__Passage shown__.
***
Saginaw Correctional Facility (SRF)
- Interactive map of Saginaw Correctional Facility (SRF)
- Location: Tittabawassee Township, Michigan; 43°30′28″N 84°06′13″W﻿ / ﻿43.5079161°N 84.103679°W;
- Status: Open
- Security class: Levels I, II, and IV
- Opened: 1993
- Managed by: Michigan Department of Corrections
- Warden: Ben Ruby and Kevin Ritchie
- Website: Official website

= Saginaw Correctional Facility =

Prison in Michigan, United States

Saginaw Correctional Facility (SRF) is a Michigan prison, located in Tittabawassee Township, for adult male inmates.

==Facility==
The prison was opened in 1993 and has eleven main buildings totaling approximately 303850 sqft and occupying 43 acres of the 142 acre site. The facility has seven housing units used for Michigan Department of Corrections male prisoners 18 years of age and older. Three of the housing units are used for Level II prisoners, three other housing units are used for Level IV (higher security level) prisoners, and one house unit is used for Level I (lowest security level) prisoners. Onsite facilities provide for foodservice, health care, facility maintenance, and prison administration.

===Security===
The facility is surrounded by double 12 ft fences with razor-ribbon wire. A third fence was added in 1996, and two gun towers were added in 1997. Electronic detection systems, closed-circuit television, and armed patrol vehicles are also utilized to maintain perimeter security 24/7.

==Services==
The facility offers libraries, education programs, and religious services. It is designated as a Michigan Prisoner ReEntry Initiative (MPRI) In-Reach facility. Onsite medical care is supplemented by local hospitals and the Duane L. Waters Hospital in Jackson, Michigan.

==Notable inmates==

| Inmate Name | Register Number | Status | Details |
|---|---|---|---|
| Ivan Page | 228562 / 1573294M | Serving a life sentence. | Murdered 3 women. |

- Adam Shigwadja - Shigwadja was sentenced to 175 months to 30 years in prison for first-degree home invasion and second-degree arson in the Sept. 15, 2014 attack on his ex-girlfriend Sophia Putney-Wilcox. Was profiled on CBS's 48 Hours.
- Monk Steppenwolf - Serial killer sentenced to life without parole.
- Elias Abuelazam - Murderer and suspected serial killer sentenced to life in prison.
***
[Records in a dataset]
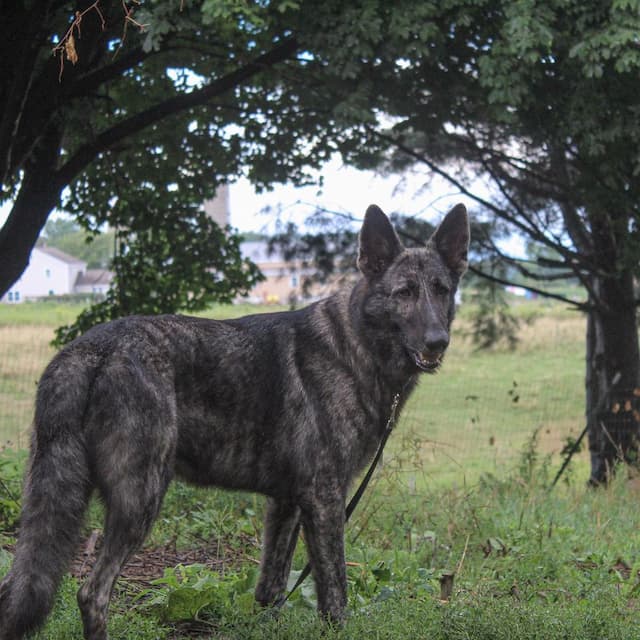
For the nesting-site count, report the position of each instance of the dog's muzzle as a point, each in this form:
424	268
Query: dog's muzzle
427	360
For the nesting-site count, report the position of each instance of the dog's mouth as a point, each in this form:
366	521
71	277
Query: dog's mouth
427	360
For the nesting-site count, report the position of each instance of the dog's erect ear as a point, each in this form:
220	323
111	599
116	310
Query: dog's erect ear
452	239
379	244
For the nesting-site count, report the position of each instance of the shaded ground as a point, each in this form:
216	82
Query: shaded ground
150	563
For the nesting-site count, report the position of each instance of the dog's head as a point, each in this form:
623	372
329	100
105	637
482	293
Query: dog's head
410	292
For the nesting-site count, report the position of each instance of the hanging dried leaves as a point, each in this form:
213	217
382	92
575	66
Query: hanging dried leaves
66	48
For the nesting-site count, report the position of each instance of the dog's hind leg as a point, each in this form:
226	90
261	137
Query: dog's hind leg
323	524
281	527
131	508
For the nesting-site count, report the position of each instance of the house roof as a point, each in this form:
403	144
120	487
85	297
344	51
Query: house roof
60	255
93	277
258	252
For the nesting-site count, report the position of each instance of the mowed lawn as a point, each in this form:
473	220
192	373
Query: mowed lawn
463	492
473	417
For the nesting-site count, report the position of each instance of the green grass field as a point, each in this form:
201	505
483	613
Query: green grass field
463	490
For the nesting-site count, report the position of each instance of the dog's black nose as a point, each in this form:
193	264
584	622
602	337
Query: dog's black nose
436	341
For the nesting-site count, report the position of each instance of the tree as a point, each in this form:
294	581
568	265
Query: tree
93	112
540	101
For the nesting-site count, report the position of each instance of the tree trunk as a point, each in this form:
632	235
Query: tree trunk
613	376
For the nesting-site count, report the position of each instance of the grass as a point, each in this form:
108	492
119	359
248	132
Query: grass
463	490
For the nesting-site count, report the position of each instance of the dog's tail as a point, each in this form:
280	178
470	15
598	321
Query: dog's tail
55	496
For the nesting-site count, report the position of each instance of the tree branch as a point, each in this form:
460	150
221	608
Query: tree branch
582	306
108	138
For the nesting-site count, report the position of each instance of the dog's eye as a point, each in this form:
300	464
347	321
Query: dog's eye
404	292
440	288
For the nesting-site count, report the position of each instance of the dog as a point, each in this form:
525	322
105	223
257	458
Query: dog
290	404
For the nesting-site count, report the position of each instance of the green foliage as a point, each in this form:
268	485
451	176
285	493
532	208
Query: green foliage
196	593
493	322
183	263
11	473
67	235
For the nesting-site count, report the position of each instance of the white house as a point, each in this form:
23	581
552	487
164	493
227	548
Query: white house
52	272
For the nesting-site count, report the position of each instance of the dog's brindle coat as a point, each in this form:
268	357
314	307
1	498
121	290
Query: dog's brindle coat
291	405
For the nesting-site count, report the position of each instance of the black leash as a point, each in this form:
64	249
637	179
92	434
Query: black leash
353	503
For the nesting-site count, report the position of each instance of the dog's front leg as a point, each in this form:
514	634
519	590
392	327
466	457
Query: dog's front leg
***
__Required work__.
**a)** Summarize the Saginaw Correctional Facility article in two sentences.
**b)** Repeat the part of the Saginaw Correctional Facility article that opens with the words containing "- Location: Tittabawassee" and closes with "adult male inmates.".

__List of answers__.
**a)** Saginaw Correctional Facility is a Michigan prison for adult male inmates in Tittabawassee Township that opened in 1993 and houses Level I, II, and IV prisoners in seven housing units. Its perimeter is secured with fences topped by razor-ribbon wire, gun towers, electronic detection systems, closed-circuit television, and armed patrol vehicles, and it offers libraries, education programs, religious services, and onsite medical care.

**b)**
- Location: Tittabawassee Township, Michigan; 43°30′28″N 84°06′13″W﻿ / ﻿43.5079161°N 84.103679°W;
- Status: Open
- Security class: Levels I, II, and IV
- Opened: 1993
- Managed by: Michigan Department of Corrections
- Warden: Ben Ruby and Kevin Ritchie
- Website: Official website

= Saginaw Correctional Facility =

Prison in Michigan, United States

Saginaw Correctional Facility (SRF) is a Michigan prison, located in Tittabawassee Township, for adult male inmates.